AÇÕES NECESSÁRIAS:
a) Com base na notícia sobre o encontro do povo Akroá Gamella, responda:
(i) Em que aldeia e em que município o encontro foi realizado?
(ii) Além dos Akroá Gamella, indígenas de quais povos participaram?
(iii) Quais cursos da Universidade Federal do Piauí estiveram representados, e de quais campi?
b) Continue a notícia sobre o encontro do povo Akroá Gamella a partir do ponto em que ela termina.

Povo Akroá Gamella, do Piauí e do Maranhão, realiza Encontro Cultural e Ancestral

O encontro ocorreu entre os dias 18 e 20 de novembro, na Aldeia Laranjeiras, município de Currais (PI); estiveram presentes representantes de outros povos e instituições voltadas à causa indígena

POR JESICA CARVALHO, ASSESSORIA DE COMUNICAÇÃO DO CIMI REGIONAL MARANHÃO

Histórias de resistência e luta, cultura e ancestralidade estiveram entre os temas do I Encontro Cultural e Ancestral do povo Akroá Gamella, dos estados do Piauí e do Maranhão. O evento ocorreu entre os dias 18 e 20 de novembro, na aldeia Laranjeiras, município de Currais, sudoeste do estado do Piauí, a 619 km da capital Teresina. Na oportunidade, participaram, também, indígenas dos povos Tabajara e Tukano.

O encontro contou, ainda, com representantes do curso de Educação do Campo, do campus de Bom Jesus, e do Curso de Ciências Sociais, do campus de Teresina, da Universidade Federal do Piauí (UFPI); do Conselho Indigenista Missionário (Cimi) – Regionais Nordeste e Maranhão; da Articulação dos Povos e Organizações Indígenas do Nordeste, Minas Gerais e Espírito Santo (APOINME); da Fundação Nacional do Índio (Funai); da Ordem dos Advogados do Brasil (OAB-PI); do Observatório de Conflitos Socioambientais do Matopiba; entre outras instituições voltadas à causa indígena.

Dados de origem:
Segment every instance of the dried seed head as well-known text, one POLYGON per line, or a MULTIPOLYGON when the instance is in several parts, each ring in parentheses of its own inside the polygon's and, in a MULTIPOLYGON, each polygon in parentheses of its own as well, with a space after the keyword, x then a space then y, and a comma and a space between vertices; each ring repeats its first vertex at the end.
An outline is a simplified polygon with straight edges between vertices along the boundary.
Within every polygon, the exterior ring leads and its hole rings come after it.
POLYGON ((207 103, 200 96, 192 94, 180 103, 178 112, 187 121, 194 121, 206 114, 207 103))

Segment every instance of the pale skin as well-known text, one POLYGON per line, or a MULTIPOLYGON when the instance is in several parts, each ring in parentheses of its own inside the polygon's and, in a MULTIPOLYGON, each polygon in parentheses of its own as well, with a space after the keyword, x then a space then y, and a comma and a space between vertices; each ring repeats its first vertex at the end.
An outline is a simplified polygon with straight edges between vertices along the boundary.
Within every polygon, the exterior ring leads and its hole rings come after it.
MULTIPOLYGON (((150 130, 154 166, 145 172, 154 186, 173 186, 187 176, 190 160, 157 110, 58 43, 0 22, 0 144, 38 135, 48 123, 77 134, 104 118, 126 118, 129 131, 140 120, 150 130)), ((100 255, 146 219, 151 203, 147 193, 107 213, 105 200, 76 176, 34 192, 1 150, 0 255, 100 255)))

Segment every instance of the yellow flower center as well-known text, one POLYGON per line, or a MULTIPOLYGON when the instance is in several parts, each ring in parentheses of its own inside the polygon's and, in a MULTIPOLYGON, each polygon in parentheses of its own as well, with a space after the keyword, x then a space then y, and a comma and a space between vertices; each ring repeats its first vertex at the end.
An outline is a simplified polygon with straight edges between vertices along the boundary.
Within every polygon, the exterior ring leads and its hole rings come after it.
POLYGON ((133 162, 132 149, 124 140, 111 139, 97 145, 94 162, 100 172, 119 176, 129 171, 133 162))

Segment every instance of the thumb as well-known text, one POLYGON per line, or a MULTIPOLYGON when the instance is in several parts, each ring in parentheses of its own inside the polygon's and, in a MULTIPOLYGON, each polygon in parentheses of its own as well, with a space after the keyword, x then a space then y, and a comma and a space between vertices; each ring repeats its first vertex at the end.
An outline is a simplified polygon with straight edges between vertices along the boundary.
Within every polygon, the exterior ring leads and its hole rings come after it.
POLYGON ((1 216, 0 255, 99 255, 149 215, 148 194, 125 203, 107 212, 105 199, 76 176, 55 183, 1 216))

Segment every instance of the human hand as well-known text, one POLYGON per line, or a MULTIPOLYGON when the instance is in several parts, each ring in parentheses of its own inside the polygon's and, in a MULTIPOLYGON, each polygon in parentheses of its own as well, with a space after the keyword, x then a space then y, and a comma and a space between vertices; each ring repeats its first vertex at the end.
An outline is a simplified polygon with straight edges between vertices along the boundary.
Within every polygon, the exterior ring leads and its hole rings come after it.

RESPOSTAS POR TAREFA:
a)
(i) Na aldeia Laranjeiras, no município de Currais, no Piauí.
(ii) Dos povos Tabajara e Tukano.
(iii) O curso de Educação do Campo, do campus de Bom Jesus, e o curso de Ciências Sociais, do campus de Teresina.

b)
A ocasião é fruto do desejo de reencontro do povo Akroá Gamella, disperso no Vale do Rio Uruçuí Preto, desde o século XVII, com a invasão dos colonizadores criadores de gado, da família Dávila Torres. O encontro teve como objetivo o fortalecimento da luta deste povo contra os conflitos violentos que vêm acontecendo nas comunidades indígenas do Piauí, além do intercâmbio cultural entre os Akroá Gamella presentes nos estados do Piauí e do Maranhão.

De acordo com Maria do Socorro Silva, professora da UFPI, o encontro é uma das ações do Projeto “Ancestralidade Gamella”, aprovado junto à Coordenadoria Ecumênica de Serviço (CESE), que visa o fortalecimento da luta do Povo Akroá Gamella. O momento contou também com o apoio da Comissão Pastoral da Terra (CPT). “Nesse projeto, um dos propósitos é o reencontro, as aproximações com o povo Akroá Gamella do sudoeste do Piauí, incluindo os Akroá Gamella do Maranhão”, enfatizou.

“Nesse projeto, um dos propósitos é o reencontro”

“Esse encontro é fundamental para reafirmar os direitos dos povos Akroá Gamella do Piauí e do Maranhão, referentes à demarcação da terra, à educação e à saúde indígena e, principalmente, para fortalecer a organização e a autonomia desse povo”, acrescentou Maria do Socorro Silva.

As atividades do encontro foram iniciadas com uma audiência pública realizada na Câmara de Vereadores do município de Currais (PI). A audiência tratou sobre a presença do povo Akroá Gamella, do Piauí; as violências que eles vivem devido à expansão do agronegócio no sul do estado com a produção de monoculturas, como a soja; e as lutas de enfrentamento e de resistência dessas comunidades indígenas nos municípios de Currais, Santa Filomena, Uruçuí, Bom Jesus e Baixa Grande do Ribeiro, todos localizados no Piauí.

“A presença do povo indígena, neste espaço, é a manifestação de que o projeto de morte dos colonizadores não alcançou seu fim”, afirmou Kum’tum Akroá Gamella, da Terra Indígena (TI) Taquaritiua, no estado do Maranhão. Os vereadores presentes firmaram o compromisso de apoiar os indígenas na luta pela efetivação dos seus direitos.

“A presença do povo indígena, neste espaço, é a manifestação de que o projeto de morte dos colonizadores não alcançou seu fim”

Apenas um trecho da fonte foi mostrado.